Nothing but the lines below between the line holding "Task: tag the" and the line holding "Query: long wet hair", inclusive, should appear in the answer, each set down exactly.
────
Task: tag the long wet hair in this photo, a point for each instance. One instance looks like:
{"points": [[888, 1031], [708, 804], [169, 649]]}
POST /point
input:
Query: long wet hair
────
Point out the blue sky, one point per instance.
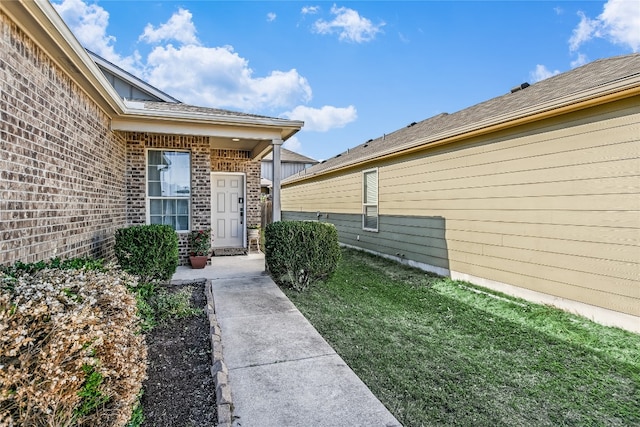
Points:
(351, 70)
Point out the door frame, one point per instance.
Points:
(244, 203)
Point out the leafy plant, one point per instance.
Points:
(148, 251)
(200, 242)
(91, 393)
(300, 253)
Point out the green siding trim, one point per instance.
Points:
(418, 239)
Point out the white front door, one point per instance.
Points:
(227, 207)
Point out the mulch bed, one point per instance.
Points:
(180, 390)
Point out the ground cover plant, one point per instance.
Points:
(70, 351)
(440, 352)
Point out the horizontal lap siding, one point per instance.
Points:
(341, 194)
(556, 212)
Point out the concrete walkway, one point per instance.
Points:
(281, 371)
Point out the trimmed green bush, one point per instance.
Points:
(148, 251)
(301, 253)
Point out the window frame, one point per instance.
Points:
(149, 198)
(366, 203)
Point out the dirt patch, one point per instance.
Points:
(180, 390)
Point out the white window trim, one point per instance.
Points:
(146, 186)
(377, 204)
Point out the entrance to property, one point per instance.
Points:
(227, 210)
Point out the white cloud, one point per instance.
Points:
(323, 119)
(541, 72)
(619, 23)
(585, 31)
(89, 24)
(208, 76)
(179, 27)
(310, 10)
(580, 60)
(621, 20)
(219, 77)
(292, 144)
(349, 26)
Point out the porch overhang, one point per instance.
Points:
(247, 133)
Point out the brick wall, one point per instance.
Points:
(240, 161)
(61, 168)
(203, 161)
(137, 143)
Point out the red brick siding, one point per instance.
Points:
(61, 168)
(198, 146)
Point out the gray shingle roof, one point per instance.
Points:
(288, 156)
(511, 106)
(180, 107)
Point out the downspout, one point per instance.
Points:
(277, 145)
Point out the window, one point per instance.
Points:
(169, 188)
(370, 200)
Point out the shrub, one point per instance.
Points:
────
Exercise response ▸
Task: tag the long wet hair in this photo, a point for each instance. One instance looks like:
{"points": [[888, 1031], [708, 804], [169, 649]]}
POST /point
input:
Query: long wet hair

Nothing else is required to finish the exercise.